**To be done**
Pull out every line below that contains the word "pile", and copy each one in full.
>> START The input
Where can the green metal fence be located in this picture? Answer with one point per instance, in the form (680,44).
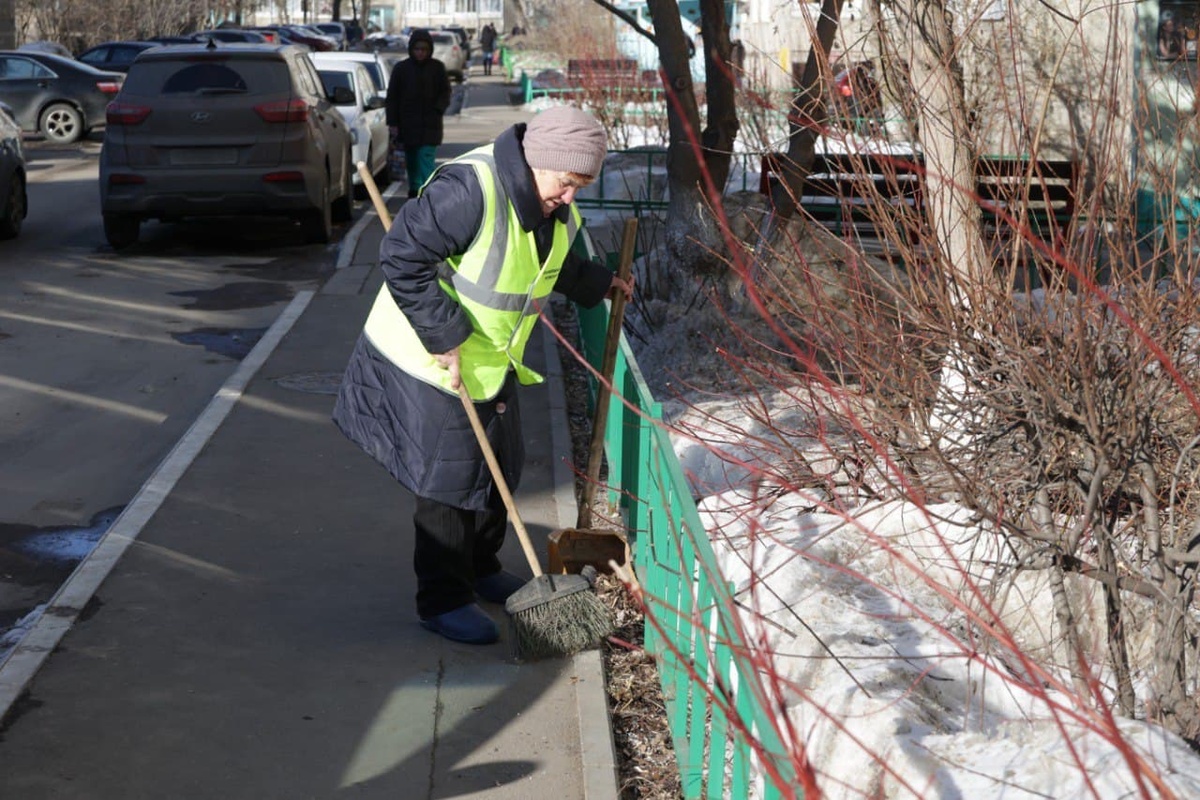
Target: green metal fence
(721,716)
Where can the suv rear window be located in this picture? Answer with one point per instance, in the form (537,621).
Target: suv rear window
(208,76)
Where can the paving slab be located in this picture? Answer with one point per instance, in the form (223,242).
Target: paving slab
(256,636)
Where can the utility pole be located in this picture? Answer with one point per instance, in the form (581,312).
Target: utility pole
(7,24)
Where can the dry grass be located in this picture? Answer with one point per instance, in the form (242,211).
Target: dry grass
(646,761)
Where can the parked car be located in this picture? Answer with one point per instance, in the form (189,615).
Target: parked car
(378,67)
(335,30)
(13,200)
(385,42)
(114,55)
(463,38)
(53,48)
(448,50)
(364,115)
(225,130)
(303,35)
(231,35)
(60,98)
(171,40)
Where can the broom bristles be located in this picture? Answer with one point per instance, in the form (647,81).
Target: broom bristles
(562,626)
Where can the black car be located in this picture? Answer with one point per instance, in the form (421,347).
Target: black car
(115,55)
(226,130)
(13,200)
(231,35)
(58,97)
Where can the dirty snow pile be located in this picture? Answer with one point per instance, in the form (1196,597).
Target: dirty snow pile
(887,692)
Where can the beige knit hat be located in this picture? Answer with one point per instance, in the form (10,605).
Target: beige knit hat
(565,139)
>> END The input
>> START The input
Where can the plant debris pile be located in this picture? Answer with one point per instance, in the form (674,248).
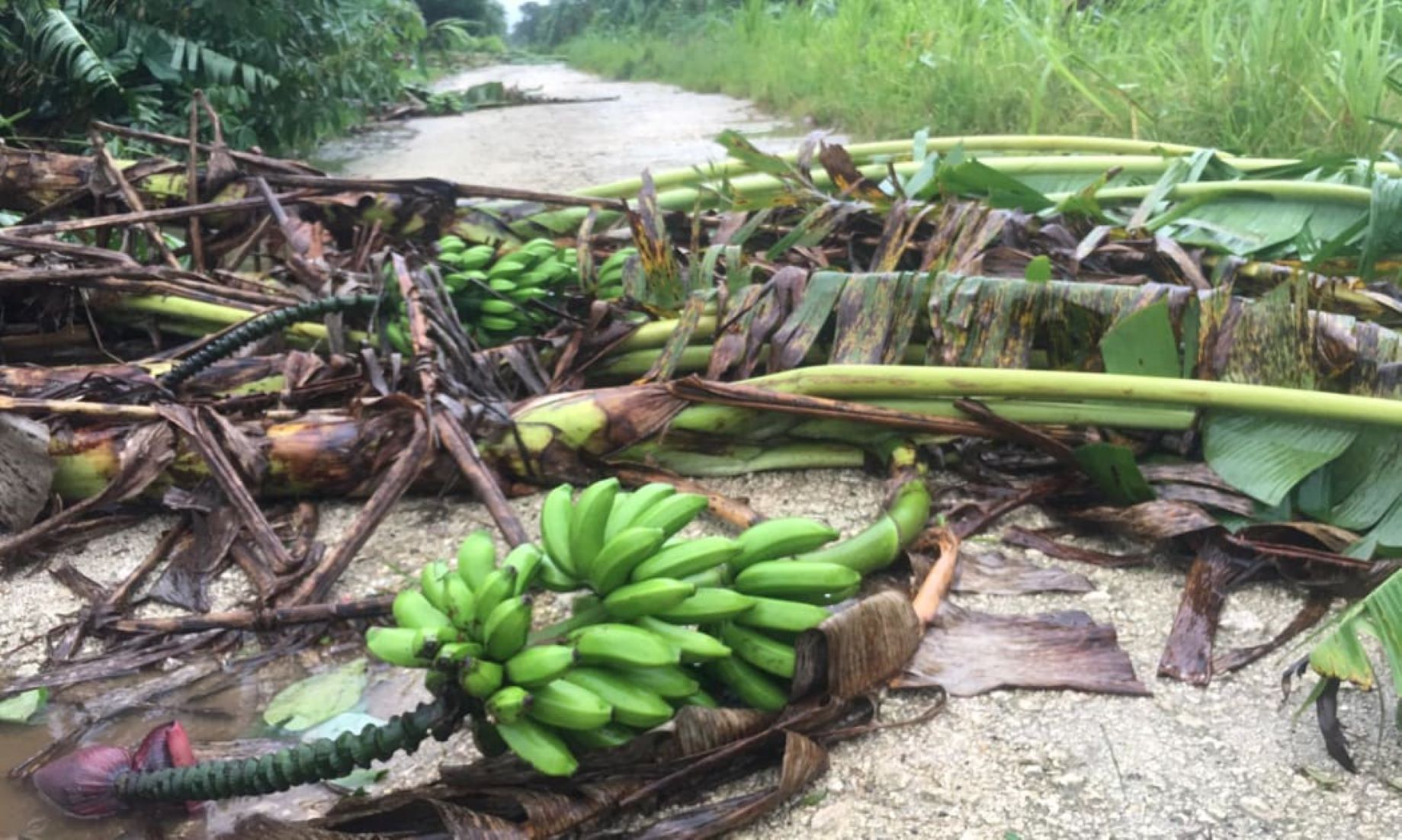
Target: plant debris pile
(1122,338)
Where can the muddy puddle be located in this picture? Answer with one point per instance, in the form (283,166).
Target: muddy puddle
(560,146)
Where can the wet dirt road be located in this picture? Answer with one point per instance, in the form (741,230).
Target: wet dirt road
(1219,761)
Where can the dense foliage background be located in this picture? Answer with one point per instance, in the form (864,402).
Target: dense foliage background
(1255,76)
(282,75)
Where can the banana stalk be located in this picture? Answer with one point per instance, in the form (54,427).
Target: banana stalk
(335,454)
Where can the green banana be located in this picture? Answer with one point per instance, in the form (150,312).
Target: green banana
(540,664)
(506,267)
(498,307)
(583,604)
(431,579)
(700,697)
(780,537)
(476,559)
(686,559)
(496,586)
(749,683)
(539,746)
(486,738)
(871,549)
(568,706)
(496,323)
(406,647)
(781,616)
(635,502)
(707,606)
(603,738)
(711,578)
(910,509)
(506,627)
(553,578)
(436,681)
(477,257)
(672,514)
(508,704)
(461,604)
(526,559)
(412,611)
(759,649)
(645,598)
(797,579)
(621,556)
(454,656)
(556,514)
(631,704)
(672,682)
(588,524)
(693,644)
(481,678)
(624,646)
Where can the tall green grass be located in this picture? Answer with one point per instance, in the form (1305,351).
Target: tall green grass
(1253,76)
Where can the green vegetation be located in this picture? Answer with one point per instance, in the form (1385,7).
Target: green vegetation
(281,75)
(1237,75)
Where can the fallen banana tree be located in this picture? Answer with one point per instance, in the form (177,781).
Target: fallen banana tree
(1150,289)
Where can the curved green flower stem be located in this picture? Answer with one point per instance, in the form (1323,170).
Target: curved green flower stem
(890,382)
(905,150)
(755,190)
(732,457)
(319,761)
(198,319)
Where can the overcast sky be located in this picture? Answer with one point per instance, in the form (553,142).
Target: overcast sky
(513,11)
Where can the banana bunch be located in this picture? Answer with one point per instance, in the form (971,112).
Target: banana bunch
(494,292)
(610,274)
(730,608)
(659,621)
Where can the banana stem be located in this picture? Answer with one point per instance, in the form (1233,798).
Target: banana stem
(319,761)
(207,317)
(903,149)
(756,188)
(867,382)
>> END The input
>> START The input
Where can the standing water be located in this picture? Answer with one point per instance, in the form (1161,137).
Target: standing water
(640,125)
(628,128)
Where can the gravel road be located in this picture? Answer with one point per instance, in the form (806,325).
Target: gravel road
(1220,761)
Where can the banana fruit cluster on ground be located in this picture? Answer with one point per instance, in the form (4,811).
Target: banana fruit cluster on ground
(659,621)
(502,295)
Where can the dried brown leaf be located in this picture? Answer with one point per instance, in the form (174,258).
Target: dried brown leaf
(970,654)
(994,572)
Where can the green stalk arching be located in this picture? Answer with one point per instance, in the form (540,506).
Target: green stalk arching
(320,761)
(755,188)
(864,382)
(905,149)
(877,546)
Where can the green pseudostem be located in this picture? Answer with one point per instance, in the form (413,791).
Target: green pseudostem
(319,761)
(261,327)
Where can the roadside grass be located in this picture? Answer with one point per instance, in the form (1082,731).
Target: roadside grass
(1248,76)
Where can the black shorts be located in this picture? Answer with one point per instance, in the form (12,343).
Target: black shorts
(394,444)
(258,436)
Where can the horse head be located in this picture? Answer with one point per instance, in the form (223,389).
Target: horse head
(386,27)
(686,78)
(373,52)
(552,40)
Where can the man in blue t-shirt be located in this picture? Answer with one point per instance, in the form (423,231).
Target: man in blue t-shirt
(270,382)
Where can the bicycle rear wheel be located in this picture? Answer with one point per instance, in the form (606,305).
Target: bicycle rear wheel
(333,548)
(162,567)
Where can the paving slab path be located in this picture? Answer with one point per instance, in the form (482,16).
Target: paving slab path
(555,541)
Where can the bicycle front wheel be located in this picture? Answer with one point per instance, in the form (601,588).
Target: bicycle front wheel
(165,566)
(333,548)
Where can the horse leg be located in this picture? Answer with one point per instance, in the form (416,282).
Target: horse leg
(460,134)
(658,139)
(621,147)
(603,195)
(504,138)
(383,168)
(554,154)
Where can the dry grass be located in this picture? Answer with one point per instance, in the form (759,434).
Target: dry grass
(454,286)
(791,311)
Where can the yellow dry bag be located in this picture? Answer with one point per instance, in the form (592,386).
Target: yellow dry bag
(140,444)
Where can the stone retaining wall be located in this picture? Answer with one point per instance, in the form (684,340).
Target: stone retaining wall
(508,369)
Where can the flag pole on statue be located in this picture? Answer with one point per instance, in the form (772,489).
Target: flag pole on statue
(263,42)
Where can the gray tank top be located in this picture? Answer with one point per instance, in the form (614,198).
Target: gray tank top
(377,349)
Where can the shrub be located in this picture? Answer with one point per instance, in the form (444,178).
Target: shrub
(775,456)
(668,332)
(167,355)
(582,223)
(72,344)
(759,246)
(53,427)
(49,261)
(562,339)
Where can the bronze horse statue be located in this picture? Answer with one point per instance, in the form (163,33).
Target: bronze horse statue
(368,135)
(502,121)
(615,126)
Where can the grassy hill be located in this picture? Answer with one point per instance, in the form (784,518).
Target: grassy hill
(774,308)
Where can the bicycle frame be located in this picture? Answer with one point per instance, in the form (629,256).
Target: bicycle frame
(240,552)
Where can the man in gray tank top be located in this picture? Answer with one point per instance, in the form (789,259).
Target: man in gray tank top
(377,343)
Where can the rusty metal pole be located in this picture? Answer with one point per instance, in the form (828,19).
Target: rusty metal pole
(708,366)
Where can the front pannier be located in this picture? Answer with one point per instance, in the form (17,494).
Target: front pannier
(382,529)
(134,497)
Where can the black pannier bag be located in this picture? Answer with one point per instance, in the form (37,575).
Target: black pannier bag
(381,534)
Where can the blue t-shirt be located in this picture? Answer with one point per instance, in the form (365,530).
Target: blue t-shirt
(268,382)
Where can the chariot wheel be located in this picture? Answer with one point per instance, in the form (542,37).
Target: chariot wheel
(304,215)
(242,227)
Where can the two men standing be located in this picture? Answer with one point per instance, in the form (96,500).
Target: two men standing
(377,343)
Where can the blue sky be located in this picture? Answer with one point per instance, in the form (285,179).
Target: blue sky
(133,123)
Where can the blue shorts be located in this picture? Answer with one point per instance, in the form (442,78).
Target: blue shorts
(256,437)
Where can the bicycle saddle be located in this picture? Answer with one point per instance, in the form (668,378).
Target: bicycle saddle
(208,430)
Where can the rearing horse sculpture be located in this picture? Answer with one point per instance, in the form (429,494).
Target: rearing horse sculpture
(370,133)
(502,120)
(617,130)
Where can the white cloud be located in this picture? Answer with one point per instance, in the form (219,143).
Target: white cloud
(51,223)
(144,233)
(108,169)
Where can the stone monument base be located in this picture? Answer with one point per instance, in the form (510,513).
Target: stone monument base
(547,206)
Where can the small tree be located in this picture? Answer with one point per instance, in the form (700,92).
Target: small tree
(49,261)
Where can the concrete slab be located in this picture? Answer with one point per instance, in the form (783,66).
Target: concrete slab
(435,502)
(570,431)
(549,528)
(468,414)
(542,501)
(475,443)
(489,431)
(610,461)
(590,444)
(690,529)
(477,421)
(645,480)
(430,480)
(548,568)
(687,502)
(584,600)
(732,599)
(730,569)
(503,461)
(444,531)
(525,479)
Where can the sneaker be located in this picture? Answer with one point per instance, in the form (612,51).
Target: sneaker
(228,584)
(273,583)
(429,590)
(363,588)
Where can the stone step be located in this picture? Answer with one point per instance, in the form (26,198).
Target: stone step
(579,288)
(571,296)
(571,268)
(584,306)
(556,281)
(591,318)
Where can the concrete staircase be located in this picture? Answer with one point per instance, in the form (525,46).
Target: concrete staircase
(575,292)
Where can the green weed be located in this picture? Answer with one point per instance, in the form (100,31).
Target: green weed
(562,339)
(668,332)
>> END The input
**Response**
Where can the dirty snow pile be located in this picture? Answer with one point per instance, in the form (1196,597).
Target: dirty snow pile
Where can the plant debris pile be located in this picture? Answer with one point per instance, in the form (674,248).
Target: plant debris pile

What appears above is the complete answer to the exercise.